メンバーインタビュー第2弾〜冬季競技のトレーナー活動について(北川睦さん)〜

メンバーへのインタビュー第2弾は埼玉県で活動する北川睦さんへのインタビューです。

内容は「冬季競技のトレーナー活動について」
冬の競技のサポート特有の苦労などを聞いています!

今回のインタビュアーはインスタ班の安藤大介です!

安藤 大介(あんどう だいすけ)
・AT学生(スポーツ科学部)
・1年(新2年)
・岐阜・愛知
・陸上競技
・陸上競技以外にも、自転車競技・モータースポーツにも携わってみたいです。スポーツとは少し離れますが、アーティストさんとも関わってみたいです!

北川さんのプロフィール&冬季競技のトレーナーになったきっかけ

安藤「本日は北川さんへのインタビューです。北川先生の簡単なプロフィールを教えていただいてよろしいでしょうか?」

 

北川さん「北川睦(キタガワ ムツミ)といいます。埼玉県深谷市というガリガリくんが有名な地域で接骨院を開業しています。」

 

安藤「北川さんは冬季競技にトレーナーとして関わっているそうですが、きっかけを教えてください。」

北川さん「冬季競技に関わるようになったのは山梨学院大学の中にあるヤック鍼灸接骨院を開設する時に立ち上げに関わったことがきっかけです。その時は専門学校を卒業したてで大学4年生と同じ年でした。その時に担当した選手がスケートの選手がとても多かったです。スケートに関わった経験がなかったのですが、選手や監督に教わっていくうちに興味が出てどっぷりハマりました。そこからスケート競技全般に関わるようになりました。」

安藤「北川さんはスケートはされますか?」

北川さん「遊園地の特設のリンクで1分ほどは滑ったことがあります。笑 選手たちを見ていると颯爽と滑っていて気持ちよさそうなので滑って見たい気持ちがありますがまだ腹が括れず滑れていません。いつか機会があれば滑ってみたいと思います。笑」

スピードスケートの対応、多いケガの話

安藤「次に競技についてお伺いします。冬季競技の対応や多いケガの話を教えてください。」

北川さん「私が関わっているのがショートトラックスピードスケート(以下ショートトラック)なのでそちらを主に話したいと思います。ショートトラックでは5〜8人程度で順位を競う競技になります。コーナーで内側や外側から前に出ようとしてブレード同士がぶつかったり、体を入れられてバランスが崩れたりして、そのままコースの外にあるマットに突っ込んでのケガや氷に膝から落ちてのケガ、クラッシュに巻き込まれてのケガなどがあります。
スケート靴のブレードはかなり鋭く、刃物の上に立って滑っているようなものなので包丁が飛んでくるような危険があります。なので捻挫や脱臼・骨折などを初め、切り傷の対応をします。切り傷では過去に大会であったケガでは女子選手の前腕にスケートのブレードが刺さって橈骨で止まったということもありました。

⁂

課題と演習 -
A) インタビュー記事のうち、「北川さん「私が関わっているの」から始まり「まれてのケガなどがあります。」で終わる部分を、一字一句変えずにもう一度書き出してください。
B) 記録のうち、「You are given a photograph. For the orange and」を含む行から始まり記録の末尾で終わる行だけを、「white chest fur」を「pale chest fur」に置き換え、それ以外は一切変えずに書き直してください。
上記のインタビュー記事と以下の記録は、互いに独立した別個の資料です。

[データソースからの記録]

⁂

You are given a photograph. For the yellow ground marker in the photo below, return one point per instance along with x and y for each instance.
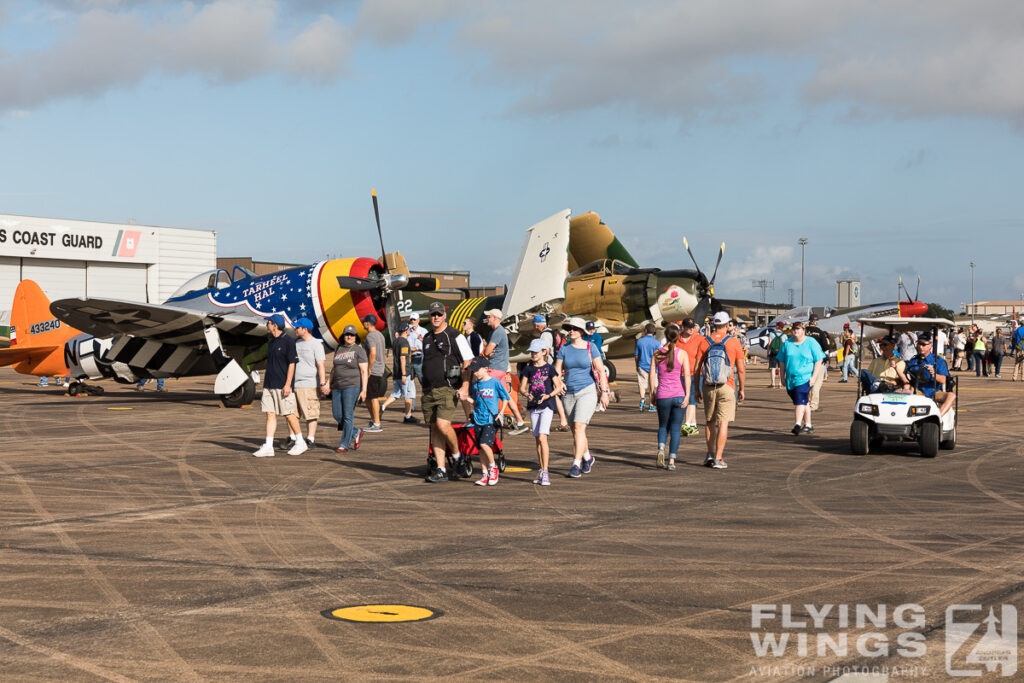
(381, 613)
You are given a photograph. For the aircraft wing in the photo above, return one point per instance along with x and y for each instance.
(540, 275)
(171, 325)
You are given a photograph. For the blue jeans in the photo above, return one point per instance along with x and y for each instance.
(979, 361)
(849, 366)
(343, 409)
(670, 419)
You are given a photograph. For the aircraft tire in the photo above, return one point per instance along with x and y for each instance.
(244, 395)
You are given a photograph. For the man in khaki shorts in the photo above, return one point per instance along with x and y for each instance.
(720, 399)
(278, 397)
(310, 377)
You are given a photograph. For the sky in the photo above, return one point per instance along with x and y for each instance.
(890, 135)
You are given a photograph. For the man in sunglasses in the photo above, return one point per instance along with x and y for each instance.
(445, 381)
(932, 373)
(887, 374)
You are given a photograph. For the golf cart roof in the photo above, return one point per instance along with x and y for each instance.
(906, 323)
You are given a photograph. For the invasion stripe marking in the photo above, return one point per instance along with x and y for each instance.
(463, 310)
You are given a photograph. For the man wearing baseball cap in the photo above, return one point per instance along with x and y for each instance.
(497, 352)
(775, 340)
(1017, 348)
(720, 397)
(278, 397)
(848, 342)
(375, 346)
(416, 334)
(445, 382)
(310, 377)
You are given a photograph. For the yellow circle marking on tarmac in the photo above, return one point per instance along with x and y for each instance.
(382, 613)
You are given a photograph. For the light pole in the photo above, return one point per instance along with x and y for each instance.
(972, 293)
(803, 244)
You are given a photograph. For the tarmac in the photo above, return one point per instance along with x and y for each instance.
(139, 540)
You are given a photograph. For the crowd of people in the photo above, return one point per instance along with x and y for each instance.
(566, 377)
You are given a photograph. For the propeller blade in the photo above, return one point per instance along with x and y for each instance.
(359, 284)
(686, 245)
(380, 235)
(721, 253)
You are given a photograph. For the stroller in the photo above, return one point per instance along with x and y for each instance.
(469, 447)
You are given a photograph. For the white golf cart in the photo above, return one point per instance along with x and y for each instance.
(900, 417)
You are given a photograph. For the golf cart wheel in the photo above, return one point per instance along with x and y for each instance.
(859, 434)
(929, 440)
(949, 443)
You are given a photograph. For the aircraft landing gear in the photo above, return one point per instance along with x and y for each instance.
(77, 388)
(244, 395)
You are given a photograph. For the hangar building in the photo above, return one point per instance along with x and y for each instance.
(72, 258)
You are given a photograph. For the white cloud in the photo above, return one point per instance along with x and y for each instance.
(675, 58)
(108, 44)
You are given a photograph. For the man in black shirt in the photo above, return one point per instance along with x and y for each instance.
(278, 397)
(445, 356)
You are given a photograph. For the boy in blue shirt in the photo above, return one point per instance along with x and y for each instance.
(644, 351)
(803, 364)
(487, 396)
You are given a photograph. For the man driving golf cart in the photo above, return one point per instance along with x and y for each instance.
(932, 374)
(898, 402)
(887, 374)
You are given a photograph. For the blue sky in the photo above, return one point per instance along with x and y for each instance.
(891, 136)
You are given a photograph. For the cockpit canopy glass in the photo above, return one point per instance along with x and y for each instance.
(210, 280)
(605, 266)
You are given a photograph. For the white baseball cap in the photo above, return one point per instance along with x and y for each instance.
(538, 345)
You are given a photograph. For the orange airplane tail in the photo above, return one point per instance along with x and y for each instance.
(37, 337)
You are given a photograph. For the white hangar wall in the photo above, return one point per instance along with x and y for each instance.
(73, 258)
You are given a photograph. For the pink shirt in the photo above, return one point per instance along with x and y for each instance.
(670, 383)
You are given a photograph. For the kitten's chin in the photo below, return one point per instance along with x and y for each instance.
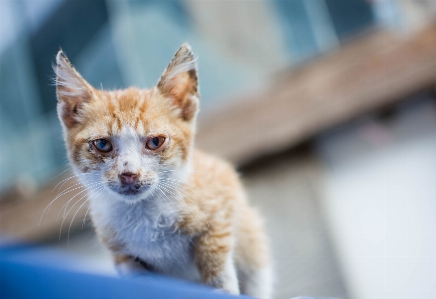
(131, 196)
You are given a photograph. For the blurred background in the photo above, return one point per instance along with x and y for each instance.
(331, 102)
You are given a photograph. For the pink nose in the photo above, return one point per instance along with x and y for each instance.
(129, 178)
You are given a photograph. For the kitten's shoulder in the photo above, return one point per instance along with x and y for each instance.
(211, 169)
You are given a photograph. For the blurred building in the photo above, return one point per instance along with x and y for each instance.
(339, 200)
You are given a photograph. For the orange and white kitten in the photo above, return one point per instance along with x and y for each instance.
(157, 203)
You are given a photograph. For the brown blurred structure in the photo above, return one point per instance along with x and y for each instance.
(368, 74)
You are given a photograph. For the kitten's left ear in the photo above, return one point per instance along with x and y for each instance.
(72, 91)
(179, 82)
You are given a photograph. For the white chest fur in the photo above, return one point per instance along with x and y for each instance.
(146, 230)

⁂

解答一覧 -
A)
北川さん「私が関わっているのがショートトラックスピードスケート(以下ショートトラック)なのでそちらを主に話したいと思います。ショートトラックでは5〜8人程度で順位を競う競技になります。コーナーで内側や外側から前に出ようとしてブレード同士がぶつかったり、体を入れられてバランスが崩れたりして、そのままコースの外にあるマットに突っ込んでのケガや氷に膝から落ちてのケガ、クラッシュに巻き込まれてのケガなどがあります。

B)
You are given a photograph. For the orange and white kitten in the photo above, return one point per instance along with x and y for each instance.
(157, 203)
You are given a photograph. For the brown blurred structure in the photo above, return one point per instance along with x and y for each instance.
(368, 74)
You are given a photograph. For the kitten's left ear in the photo above, return one point per instance along with x and y for each instance.
(72, 91)
(179, 82)
You are given a photograph. For the pale chest fur in the photo above, return one point per instance along with x and y for each instance.
(146, 230)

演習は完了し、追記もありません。